Work task: Show, from the entries below, every line in which "outline" appears.
Supplied data START
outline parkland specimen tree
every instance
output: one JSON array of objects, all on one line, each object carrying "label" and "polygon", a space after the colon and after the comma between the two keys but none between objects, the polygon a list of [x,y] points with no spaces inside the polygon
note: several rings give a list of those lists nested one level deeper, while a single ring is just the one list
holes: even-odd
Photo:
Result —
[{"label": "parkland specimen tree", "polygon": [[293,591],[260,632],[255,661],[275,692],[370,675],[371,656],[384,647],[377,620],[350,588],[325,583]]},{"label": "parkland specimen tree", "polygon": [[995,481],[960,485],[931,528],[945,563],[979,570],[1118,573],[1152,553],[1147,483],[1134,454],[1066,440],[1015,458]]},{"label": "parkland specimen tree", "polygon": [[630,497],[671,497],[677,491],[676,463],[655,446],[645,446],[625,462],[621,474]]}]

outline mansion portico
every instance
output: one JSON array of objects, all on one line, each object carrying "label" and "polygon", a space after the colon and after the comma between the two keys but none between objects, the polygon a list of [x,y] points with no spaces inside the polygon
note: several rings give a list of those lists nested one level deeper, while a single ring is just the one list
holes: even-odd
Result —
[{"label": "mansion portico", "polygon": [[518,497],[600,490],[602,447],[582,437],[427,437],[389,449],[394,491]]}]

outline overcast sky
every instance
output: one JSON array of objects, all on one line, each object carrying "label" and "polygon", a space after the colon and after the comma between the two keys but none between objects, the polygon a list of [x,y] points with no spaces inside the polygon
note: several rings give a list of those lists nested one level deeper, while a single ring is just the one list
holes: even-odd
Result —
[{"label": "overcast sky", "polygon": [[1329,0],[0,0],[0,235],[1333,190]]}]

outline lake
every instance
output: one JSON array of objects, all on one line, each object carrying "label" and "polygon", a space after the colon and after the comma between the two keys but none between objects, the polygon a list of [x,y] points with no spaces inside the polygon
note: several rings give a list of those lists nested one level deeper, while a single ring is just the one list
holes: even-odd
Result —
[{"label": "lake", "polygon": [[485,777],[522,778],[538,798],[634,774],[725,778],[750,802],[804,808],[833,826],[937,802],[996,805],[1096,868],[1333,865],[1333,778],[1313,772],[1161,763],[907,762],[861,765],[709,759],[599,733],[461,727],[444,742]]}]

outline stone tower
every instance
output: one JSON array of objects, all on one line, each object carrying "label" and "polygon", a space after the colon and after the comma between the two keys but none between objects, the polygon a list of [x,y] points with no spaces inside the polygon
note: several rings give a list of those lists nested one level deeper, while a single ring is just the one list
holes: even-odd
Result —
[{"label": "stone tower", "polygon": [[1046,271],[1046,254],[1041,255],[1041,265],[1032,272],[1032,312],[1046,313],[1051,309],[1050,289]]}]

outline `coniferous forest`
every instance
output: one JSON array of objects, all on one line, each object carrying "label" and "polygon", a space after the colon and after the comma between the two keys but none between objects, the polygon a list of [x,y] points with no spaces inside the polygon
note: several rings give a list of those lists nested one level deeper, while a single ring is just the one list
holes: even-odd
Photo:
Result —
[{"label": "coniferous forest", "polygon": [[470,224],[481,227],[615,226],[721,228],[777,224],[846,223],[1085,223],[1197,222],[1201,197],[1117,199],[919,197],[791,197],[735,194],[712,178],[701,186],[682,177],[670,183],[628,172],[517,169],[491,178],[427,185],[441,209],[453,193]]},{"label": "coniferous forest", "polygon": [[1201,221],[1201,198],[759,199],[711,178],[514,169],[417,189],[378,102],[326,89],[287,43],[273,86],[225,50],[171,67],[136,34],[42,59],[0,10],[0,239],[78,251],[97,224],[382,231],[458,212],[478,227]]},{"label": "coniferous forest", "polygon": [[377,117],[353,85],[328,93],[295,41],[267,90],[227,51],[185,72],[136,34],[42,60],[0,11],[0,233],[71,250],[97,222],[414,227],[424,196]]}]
Supplied data END
Task answer:
outline parkland specimen tree
outline mansion portico
outline overcast sky
outline lake
outline stone tower
outline `coniferous forest`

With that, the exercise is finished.